Task to carry out => In the listing below, start at the line that has "the white paper" and stop after the line that has "Target: white paper cup". Rewrite those lines with "paper cup" changed to "foam cup" and everything else left unchanged.

Recorded data =>
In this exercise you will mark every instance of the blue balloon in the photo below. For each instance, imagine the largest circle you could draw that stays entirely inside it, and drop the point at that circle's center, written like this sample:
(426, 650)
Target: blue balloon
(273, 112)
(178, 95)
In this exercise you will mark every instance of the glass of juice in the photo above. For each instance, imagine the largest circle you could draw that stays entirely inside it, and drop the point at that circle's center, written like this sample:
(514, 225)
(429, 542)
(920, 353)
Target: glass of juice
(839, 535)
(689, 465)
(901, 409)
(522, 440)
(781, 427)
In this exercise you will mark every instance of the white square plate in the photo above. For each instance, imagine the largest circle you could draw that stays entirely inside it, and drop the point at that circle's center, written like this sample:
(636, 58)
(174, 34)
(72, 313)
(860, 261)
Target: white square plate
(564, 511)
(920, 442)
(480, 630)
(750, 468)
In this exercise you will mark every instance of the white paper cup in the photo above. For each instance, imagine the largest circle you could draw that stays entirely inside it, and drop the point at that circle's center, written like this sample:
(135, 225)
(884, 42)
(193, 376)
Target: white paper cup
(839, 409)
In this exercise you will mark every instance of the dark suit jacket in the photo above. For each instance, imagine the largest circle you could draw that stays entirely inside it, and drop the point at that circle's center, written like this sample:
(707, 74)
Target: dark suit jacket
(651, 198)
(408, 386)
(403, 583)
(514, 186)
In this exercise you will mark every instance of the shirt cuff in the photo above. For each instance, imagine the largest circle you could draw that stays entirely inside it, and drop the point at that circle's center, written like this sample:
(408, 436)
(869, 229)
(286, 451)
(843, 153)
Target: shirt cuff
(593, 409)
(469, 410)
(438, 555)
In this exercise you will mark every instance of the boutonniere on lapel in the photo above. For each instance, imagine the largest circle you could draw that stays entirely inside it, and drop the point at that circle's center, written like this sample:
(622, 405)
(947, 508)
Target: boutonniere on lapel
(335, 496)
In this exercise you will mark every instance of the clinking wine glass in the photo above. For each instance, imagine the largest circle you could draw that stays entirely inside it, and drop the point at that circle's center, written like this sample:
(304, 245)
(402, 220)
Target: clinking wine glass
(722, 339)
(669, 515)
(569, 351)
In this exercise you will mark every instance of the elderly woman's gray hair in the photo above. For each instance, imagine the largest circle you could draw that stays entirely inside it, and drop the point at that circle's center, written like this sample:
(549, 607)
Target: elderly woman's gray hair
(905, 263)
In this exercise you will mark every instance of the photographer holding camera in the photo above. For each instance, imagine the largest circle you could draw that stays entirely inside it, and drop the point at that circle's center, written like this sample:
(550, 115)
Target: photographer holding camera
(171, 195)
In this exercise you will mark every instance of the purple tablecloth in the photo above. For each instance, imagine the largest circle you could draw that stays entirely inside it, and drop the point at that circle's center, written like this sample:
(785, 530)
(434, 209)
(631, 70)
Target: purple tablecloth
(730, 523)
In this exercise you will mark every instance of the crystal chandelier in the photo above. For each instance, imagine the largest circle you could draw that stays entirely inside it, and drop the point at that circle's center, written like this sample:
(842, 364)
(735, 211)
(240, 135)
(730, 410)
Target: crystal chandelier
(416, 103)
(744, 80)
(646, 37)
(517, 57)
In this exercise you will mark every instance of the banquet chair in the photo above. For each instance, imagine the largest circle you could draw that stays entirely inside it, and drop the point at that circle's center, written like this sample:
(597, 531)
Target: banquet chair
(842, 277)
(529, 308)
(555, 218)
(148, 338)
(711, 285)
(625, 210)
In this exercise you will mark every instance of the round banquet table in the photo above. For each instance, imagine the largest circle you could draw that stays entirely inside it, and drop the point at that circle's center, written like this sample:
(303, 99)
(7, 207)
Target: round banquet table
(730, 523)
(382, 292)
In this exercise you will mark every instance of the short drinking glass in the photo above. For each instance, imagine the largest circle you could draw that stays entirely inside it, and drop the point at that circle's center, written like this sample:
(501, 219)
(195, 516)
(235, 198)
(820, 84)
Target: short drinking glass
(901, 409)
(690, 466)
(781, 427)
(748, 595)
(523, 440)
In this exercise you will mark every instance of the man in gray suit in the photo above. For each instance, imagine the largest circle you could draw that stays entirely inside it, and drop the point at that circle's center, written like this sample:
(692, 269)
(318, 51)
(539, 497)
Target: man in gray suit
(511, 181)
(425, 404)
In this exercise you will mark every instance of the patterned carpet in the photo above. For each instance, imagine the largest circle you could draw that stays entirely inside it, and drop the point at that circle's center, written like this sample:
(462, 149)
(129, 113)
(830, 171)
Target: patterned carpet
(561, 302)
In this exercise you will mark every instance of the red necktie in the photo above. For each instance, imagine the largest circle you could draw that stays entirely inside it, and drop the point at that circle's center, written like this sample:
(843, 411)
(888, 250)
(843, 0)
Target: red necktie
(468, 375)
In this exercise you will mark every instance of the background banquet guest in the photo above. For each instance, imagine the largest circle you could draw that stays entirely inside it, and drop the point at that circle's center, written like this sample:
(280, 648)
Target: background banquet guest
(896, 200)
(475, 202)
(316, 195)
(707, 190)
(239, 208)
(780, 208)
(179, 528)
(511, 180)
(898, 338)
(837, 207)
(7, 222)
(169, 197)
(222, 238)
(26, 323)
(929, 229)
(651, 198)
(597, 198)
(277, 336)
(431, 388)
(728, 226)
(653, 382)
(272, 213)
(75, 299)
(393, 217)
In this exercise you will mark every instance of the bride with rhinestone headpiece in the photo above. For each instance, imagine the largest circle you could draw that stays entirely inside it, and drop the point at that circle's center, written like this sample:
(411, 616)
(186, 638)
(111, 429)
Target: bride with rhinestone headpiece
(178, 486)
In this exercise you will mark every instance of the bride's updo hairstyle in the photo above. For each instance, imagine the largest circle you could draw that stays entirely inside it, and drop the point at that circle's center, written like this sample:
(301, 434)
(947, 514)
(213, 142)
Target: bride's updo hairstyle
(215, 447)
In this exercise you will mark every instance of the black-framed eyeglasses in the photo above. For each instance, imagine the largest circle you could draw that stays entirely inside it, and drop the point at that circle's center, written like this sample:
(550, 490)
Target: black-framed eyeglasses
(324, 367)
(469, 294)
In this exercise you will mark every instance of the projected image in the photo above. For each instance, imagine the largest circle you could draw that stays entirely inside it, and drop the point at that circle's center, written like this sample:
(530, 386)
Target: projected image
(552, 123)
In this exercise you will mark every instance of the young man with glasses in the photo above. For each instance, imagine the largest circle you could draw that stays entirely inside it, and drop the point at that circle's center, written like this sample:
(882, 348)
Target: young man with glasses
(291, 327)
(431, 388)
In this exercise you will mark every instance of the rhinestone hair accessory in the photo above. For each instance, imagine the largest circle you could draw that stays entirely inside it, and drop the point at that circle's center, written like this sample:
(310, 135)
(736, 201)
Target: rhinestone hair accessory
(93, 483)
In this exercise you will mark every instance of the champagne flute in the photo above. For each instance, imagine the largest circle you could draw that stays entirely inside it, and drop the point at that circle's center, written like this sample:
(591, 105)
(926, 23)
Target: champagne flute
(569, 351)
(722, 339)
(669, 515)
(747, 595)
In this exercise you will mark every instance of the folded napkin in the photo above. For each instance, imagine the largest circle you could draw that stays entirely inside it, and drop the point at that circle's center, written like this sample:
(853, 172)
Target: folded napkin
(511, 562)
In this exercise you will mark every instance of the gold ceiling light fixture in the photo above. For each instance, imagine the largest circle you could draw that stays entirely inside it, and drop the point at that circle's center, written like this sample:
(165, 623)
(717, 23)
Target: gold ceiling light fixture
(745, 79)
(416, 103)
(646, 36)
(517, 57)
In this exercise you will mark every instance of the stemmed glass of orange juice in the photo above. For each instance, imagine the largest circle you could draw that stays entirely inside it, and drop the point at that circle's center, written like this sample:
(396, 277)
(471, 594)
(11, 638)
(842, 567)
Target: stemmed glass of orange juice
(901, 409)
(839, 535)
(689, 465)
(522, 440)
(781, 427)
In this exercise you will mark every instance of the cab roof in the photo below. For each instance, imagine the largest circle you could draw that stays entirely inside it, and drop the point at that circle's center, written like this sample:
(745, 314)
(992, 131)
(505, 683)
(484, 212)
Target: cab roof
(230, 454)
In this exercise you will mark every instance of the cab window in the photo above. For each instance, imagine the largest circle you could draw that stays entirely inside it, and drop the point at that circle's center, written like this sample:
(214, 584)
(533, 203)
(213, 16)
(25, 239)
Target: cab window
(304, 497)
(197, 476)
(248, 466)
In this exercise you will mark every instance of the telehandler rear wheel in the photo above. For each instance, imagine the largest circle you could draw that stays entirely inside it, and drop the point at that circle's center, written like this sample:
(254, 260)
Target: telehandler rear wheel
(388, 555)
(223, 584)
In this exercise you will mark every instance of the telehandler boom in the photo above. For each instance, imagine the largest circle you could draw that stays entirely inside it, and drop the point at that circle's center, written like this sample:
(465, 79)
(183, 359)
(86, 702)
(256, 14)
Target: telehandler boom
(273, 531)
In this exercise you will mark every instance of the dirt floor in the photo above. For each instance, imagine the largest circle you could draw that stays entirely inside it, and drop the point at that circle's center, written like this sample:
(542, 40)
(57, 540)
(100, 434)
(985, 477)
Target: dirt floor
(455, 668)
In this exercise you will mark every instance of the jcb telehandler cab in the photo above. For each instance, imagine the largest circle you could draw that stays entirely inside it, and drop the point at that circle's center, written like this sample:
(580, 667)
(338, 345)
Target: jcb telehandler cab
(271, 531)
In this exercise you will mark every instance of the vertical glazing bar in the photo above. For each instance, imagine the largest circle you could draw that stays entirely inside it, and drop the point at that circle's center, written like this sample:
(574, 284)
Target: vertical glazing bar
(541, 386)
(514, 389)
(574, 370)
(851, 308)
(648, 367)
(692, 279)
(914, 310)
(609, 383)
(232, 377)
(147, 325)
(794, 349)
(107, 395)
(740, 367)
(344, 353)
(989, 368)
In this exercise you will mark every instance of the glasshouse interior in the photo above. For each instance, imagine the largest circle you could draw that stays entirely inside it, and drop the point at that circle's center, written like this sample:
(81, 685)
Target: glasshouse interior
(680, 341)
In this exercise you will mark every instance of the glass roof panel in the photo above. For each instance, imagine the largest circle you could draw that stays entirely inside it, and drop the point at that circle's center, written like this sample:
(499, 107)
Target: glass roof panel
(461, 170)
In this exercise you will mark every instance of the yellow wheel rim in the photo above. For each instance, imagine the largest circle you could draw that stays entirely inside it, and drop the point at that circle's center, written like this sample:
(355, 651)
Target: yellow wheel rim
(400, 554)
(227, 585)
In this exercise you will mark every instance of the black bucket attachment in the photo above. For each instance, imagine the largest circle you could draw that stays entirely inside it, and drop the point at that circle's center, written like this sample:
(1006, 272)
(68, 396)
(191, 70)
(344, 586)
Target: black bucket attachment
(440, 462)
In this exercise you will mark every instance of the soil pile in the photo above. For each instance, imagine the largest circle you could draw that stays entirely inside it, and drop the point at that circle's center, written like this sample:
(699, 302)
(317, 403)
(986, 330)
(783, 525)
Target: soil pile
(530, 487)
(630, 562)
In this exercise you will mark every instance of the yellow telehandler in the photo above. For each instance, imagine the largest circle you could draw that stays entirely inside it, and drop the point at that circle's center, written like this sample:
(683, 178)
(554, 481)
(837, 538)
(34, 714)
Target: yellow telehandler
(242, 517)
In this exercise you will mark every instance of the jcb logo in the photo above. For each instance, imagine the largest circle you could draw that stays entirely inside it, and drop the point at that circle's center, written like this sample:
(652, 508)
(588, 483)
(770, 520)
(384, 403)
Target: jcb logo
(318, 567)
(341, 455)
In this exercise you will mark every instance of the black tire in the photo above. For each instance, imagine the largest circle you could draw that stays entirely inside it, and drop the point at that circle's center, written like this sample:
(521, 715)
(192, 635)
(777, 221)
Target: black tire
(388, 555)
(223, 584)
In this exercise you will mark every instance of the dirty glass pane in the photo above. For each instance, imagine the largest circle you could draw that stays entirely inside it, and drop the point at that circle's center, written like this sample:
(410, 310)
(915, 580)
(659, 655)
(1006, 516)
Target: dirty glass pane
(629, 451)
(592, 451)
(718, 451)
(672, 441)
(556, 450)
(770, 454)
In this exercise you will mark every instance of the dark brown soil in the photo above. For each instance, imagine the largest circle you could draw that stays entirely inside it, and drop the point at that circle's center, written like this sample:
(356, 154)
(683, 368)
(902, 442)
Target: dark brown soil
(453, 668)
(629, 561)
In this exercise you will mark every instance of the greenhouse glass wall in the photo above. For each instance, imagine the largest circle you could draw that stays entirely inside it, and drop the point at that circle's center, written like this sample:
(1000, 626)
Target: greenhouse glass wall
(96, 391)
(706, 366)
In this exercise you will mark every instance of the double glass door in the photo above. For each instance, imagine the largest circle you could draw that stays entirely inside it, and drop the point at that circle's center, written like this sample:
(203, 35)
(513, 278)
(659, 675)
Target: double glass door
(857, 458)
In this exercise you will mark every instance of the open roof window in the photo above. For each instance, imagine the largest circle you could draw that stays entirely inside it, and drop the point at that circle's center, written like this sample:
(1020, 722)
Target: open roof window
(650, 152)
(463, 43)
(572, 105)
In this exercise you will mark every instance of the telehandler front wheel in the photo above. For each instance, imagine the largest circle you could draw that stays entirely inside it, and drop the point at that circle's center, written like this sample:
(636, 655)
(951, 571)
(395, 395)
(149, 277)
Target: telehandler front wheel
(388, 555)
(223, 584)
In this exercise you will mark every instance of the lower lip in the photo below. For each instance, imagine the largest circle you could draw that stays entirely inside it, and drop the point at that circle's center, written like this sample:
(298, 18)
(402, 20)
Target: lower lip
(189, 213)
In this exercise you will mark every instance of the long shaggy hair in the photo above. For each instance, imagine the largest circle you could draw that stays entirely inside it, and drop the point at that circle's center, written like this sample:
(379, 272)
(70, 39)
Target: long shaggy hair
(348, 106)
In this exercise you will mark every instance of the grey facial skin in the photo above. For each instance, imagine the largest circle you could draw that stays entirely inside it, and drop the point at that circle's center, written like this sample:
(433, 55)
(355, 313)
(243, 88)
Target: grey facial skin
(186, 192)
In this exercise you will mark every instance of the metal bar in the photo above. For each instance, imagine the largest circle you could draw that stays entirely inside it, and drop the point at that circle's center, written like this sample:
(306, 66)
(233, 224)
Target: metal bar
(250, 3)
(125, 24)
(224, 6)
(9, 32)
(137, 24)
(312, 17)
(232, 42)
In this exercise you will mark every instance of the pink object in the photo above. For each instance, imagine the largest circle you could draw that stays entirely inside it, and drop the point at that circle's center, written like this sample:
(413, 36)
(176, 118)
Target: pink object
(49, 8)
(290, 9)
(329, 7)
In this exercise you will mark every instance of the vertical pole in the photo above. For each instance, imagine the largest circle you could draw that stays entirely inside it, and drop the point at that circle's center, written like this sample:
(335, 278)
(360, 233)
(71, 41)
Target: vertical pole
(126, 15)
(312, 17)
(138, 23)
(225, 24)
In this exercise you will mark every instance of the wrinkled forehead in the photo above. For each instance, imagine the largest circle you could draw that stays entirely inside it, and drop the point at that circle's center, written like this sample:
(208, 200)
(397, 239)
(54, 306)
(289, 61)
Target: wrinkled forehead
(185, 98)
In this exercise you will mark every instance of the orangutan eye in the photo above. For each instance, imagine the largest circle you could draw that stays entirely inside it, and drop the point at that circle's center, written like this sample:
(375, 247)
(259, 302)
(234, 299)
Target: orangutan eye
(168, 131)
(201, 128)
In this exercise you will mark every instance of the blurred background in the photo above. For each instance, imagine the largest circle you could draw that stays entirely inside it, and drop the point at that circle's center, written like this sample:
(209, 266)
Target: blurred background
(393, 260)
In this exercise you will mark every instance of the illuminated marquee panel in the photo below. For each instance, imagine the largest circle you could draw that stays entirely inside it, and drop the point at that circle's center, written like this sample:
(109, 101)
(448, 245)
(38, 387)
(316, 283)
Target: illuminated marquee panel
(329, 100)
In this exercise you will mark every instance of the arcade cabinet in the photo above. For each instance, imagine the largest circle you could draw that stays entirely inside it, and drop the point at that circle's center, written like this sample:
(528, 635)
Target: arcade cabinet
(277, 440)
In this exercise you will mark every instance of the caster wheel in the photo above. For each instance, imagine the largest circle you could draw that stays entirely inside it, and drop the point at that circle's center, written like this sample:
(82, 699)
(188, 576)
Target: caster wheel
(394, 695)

Exercise solution =>
In this exercise you will mark every instance of the white foam cup in the photo above. For each instance, imagine the largest circle you could draw that stays entirely inside it, and drop the point at that circle's center, written like this sample:
(135, 225)
(884, 42)
(193, 376)
Target: white foam cup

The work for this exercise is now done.